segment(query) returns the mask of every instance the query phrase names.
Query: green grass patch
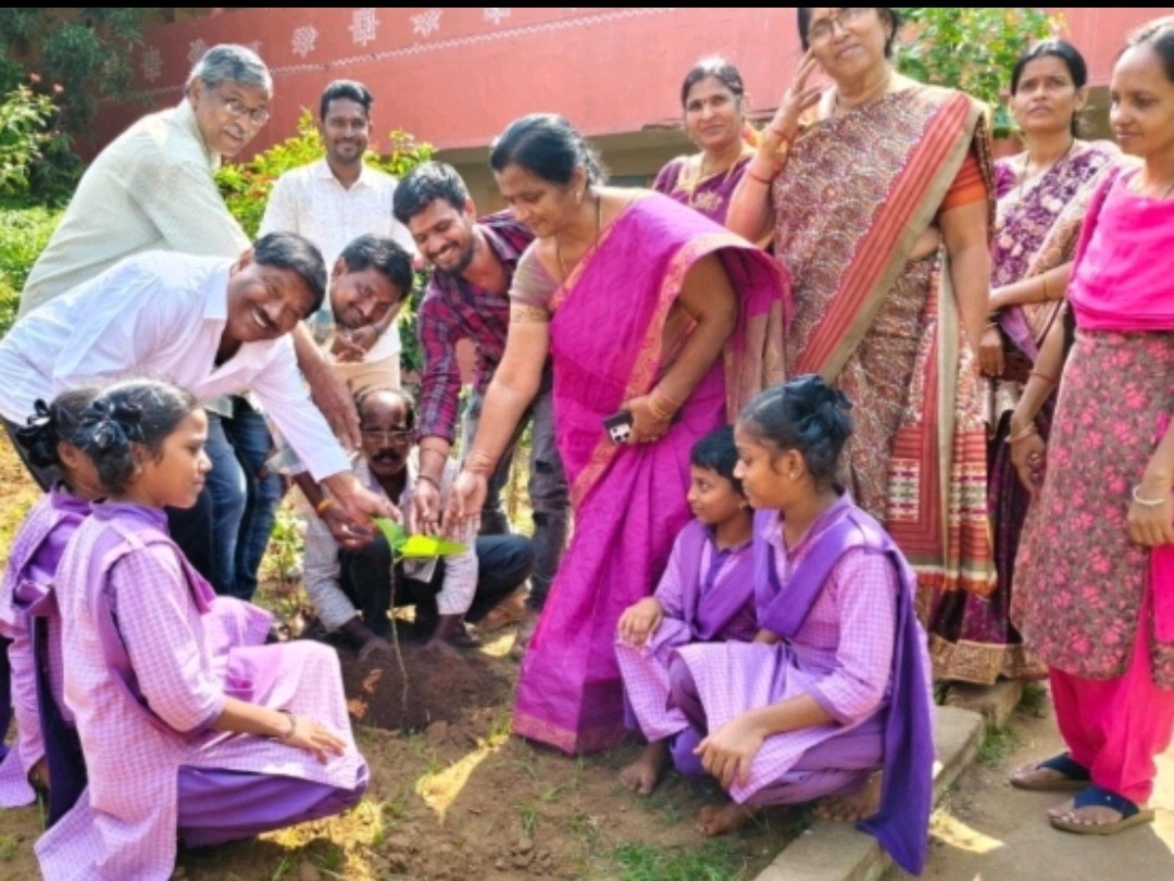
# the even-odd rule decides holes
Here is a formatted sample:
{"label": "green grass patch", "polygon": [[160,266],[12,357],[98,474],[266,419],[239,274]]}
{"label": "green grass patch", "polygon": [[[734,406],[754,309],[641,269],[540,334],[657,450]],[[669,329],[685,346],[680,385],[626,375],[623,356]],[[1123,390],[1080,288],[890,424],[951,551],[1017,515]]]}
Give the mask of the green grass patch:
{"label": "green grass patch", "polygon": [[987,728],[983,742],[978,745],[978,758],[984,765],[998,765],[1007,753],[1019,746],[1019,735],[1012,727]]}
{"label": "green grass patch", "polygon": [[690,850],[620,845],[612,852],[620,881],[734,881],[747,860],[730,841],[707,841]]}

| Directions for this task |
Every line above should be repeated exactly; pictures stay out of the copy.

| Response for this exercise |
segment(query) returns the mask of every instance the query phrase names.
Query: green grass patch
# the even-odd rule decides holes
Here is a formatted sample:
{"label": "green grass patch", "polygon": [[160,266],[12,357],[98,474],[266,419],[239,274]]}
{"label": "green grass patch", "polygon": [[[734,406],[754,309],[641,269],[540,334],[657,450]],[[669,329],[685,346],[680,385],[626,375],[623,356]],[[1123,390],[1080,288],[890,424],[951,551],[1017,515]]]}
Give the mask of the green grass patch:
{"label": "green grass patch", "polygon": [[987,728],[983,742],[978,745],[978,758],[984,765],[998,765],[1007,753],[1019,746],[1019,735],[1012,727]]}
{"label": "green grass patch", "polygon": [[690,850],[620,845],[612,852],[620,881],[734,881],[747,860],[730,841],[707,841]]}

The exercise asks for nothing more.